▶ _Dataset_
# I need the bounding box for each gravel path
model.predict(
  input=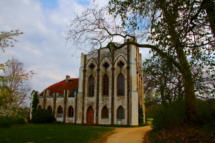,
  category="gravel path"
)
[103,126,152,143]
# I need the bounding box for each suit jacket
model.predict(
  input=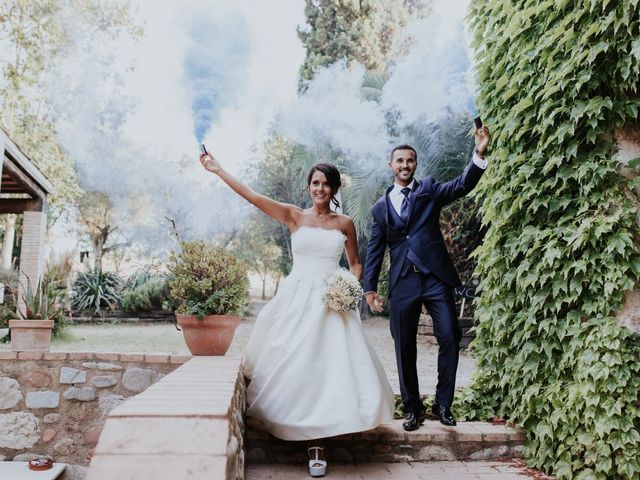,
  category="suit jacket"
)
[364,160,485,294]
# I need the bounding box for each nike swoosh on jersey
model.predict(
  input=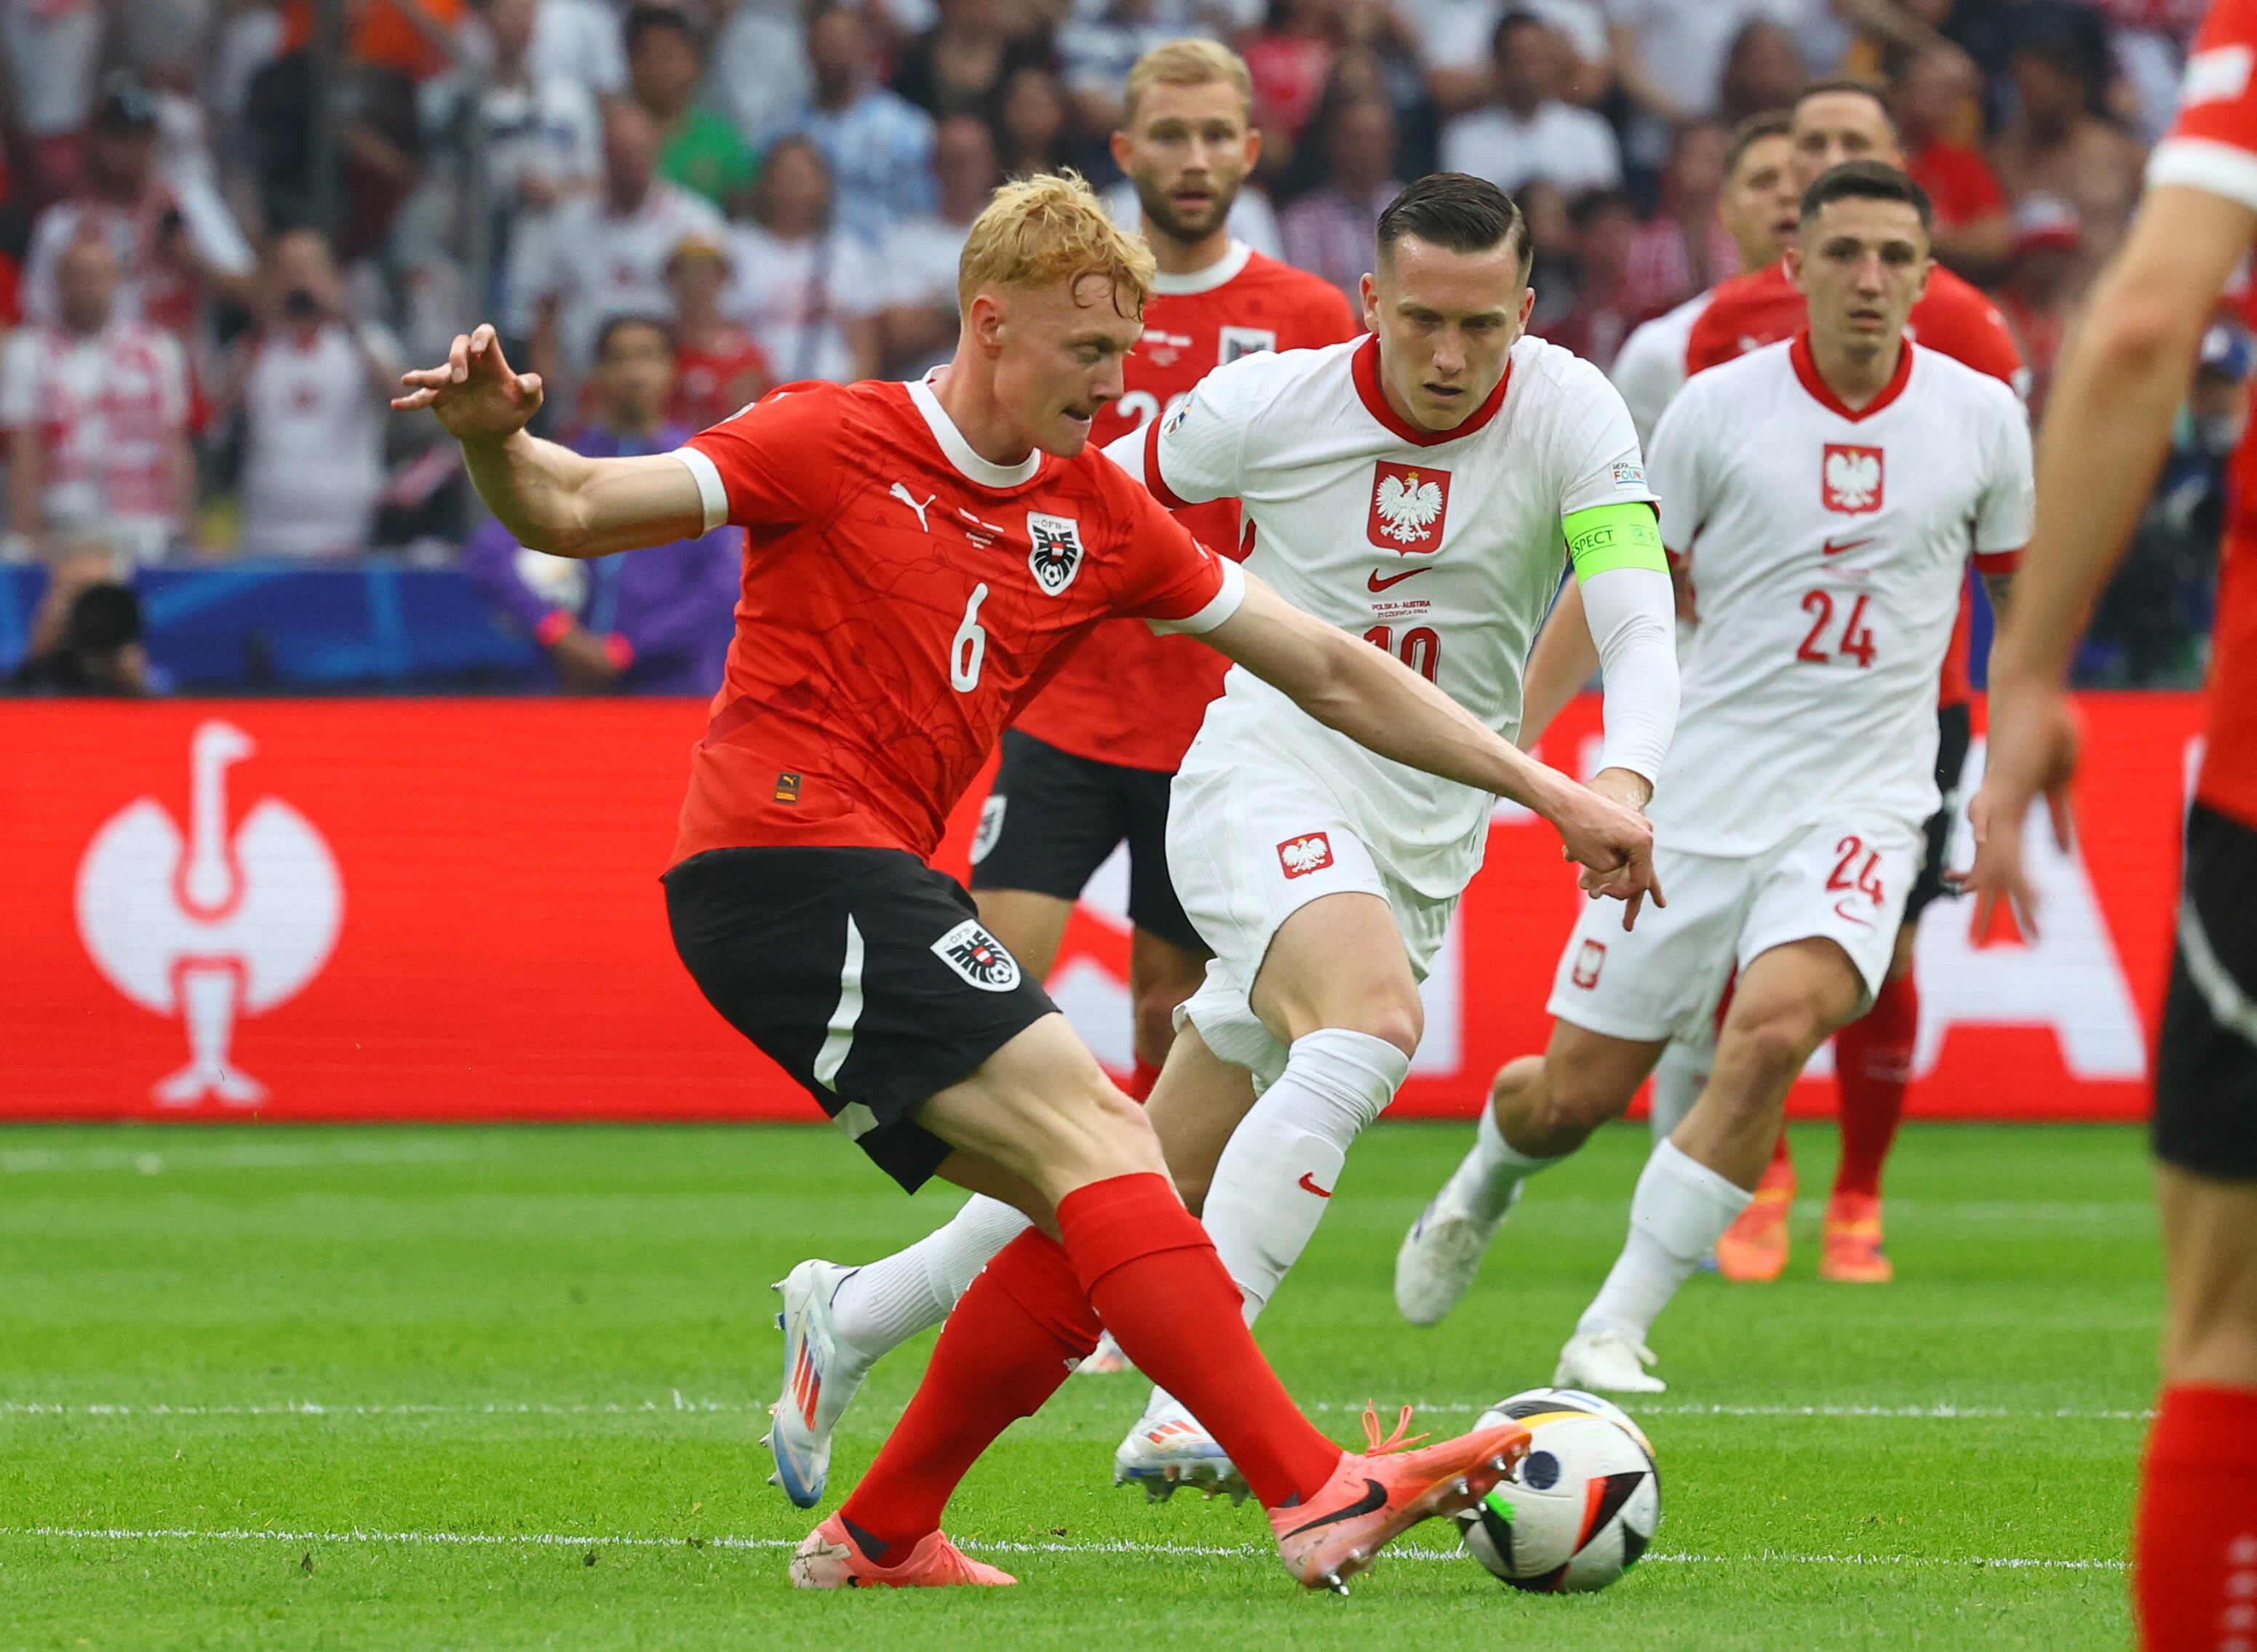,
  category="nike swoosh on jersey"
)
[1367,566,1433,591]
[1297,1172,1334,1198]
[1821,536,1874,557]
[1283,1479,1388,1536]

▶ _Your task_
From the listing above, work out the number of lines that contain "category" and give only that.

▶ _Completed task_
3